**TEXT SECTION:**
Begin
WHO: Alexandra Sirota, North Carolina Justice Center; Dr. Jarvis Hall, North Carolina Central University; Jasmine Hicks, Young Invincibles; John Quinterno, Demos; U.S. Department of Education (tentative)
WHAT: Expert discussion of North Carolina’s and national higher education funding trends and the challenges they create for postsecondary access and completion. Presenters will discuss a brand new report, “The Great Cost Shift,” detailing the meaning of these policy choices for the millennial generation and share proposed solutions by young people.
WHEN: Wednesday, April 4, 7:30 PM
WHERE: North Carolina Central University, Alfonso Elder Student Union, Corner of Fayetteville and Nelson Streets, Durham, NC 27707
RALEIGH (April 2, 2012) – On Wednesday, April 4th, the North Carolina Justice Center, the Institute for Civic Engagement and Social Change at NC Central University and the national public policy organization Demos will co-host a panel called “Shrinking Budgets, Growing Debt: Is College Still Affordable?” at North Carolina Central University.
This event will call attention to the fragile state of public funding for higher education in the state of North Carolina. Presenters from Demos will share data from the new report “The Great Cost Shift: How State Disinvestment is Undercutting the Future Middle Class,” which analyzes how students in states across the U.S. have been forced to shoulder an increasing share of the cost for attending public colleges and universities.
End
**WORK TO COMPLETE:**
1) Decide whether each statement agrees with the panel announcement. Answer yes or no for each, and quote the words from the announcement that settle it.
(a) The panel takes place at North Carolina Central University.
(b) The event is held on a Thursday.
(c) The new report looks only at students in North Carolina.
2) Return the stretch of the panel announcement from "WHAT: Expert discussion" through "by young people.", copied word for word.
3) Answer these questions from the panel announcement.
(a) At what time does the event begin?
(b) Presenters from which organization will share data from the new report?
(c) What is the name of the panel?

**INFORMATION SHOWN:**
Begin
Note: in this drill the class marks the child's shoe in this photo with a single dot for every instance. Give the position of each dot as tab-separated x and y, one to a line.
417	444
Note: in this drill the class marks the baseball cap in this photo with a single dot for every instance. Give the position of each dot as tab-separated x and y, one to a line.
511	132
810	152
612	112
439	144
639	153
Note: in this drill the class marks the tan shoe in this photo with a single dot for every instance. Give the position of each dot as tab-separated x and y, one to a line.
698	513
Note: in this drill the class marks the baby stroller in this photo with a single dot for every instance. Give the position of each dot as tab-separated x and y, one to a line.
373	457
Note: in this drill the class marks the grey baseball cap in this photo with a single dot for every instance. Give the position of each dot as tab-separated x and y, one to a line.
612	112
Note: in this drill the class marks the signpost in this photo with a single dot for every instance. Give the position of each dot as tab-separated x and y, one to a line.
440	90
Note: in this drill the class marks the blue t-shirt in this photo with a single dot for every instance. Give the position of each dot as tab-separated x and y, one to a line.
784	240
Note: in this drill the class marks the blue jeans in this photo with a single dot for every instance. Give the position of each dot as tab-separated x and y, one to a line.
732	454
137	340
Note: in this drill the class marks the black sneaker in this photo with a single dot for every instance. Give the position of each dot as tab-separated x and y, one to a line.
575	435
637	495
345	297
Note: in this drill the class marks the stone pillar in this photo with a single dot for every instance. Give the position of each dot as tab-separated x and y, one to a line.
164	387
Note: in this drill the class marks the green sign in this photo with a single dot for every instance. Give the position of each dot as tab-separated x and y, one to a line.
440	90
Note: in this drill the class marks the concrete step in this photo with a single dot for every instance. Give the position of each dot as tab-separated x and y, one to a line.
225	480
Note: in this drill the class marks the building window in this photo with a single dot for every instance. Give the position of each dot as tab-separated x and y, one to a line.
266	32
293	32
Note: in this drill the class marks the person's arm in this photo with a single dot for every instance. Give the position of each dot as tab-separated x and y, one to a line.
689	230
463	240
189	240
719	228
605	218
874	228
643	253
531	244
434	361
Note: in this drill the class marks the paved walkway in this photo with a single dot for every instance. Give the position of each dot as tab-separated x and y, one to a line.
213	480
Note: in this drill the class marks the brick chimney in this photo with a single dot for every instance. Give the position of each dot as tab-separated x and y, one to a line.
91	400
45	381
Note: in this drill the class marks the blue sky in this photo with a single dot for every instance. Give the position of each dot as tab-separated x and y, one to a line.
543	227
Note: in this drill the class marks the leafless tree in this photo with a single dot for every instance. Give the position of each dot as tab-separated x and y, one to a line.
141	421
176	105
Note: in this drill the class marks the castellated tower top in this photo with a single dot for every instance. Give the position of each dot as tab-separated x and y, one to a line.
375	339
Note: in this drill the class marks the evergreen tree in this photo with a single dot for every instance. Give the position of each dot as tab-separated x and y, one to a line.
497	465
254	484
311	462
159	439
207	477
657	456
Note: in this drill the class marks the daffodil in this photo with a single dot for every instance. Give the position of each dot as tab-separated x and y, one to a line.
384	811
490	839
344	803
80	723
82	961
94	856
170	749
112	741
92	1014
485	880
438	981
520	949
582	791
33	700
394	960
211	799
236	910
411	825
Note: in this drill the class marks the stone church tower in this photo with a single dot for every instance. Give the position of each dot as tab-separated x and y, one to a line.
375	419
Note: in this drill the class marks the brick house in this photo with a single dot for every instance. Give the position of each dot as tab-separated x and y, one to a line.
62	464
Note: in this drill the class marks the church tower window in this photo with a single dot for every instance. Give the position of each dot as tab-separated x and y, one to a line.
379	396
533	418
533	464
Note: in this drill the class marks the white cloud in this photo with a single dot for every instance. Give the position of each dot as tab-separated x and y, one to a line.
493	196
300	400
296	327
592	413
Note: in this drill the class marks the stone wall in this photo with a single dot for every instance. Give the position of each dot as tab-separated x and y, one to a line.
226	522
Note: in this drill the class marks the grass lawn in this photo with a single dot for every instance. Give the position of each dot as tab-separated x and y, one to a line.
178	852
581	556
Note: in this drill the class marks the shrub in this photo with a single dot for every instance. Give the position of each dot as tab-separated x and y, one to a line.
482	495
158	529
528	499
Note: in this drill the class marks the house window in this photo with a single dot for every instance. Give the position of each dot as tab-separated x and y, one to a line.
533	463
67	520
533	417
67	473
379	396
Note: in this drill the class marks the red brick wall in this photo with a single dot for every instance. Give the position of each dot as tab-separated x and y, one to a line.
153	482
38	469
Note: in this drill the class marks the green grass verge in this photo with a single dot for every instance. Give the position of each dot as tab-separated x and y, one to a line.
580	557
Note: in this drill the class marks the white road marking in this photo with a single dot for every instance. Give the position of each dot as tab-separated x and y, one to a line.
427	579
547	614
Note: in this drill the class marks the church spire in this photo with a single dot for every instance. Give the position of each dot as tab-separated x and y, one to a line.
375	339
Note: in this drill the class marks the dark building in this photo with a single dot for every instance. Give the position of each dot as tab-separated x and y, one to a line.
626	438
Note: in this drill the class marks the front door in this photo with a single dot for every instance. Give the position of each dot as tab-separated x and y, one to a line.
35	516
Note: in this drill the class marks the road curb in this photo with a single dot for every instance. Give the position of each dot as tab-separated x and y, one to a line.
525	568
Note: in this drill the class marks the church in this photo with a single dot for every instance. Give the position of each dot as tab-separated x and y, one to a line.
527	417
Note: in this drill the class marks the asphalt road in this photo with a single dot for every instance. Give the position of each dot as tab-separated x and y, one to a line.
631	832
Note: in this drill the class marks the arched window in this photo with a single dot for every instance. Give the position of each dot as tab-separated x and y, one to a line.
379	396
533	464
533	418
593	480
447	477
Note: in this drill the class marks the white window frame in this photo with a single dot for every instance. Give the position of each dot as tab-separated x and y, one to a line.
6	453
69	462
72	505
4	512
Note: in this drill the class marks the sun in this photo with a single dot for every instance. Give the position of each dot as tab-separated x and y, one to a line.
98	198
End
**THE RESPONSES:**
1)
(a) Yes: "co-host a panel called “Shrinking Budgets, Growing Debt: Is College Still Affordable?” at North Carolina Central University."
(b) No: "WHEN: Wednesday, April 4, 7:30 PM"
(c) No: "analyzes how students in states across the U.S. have been forced to shoulder an increasing share of the cost for attending public colleges and universities."

2)
WHAT: Expert discussion of North Carolina’s and national higher education funding trends and the challenges they create for postsecondary access and completion. Presenters will discuss a brand new report, “The Great Cost Shift,” detailing the meaning of these policy choices for the millennial generation and share proposed solutions by young people.

3)
(a) 7:30 PM
(b) Demos
(c) “Shrinking Budgets, Growing Debt: Is College Still Affordable?”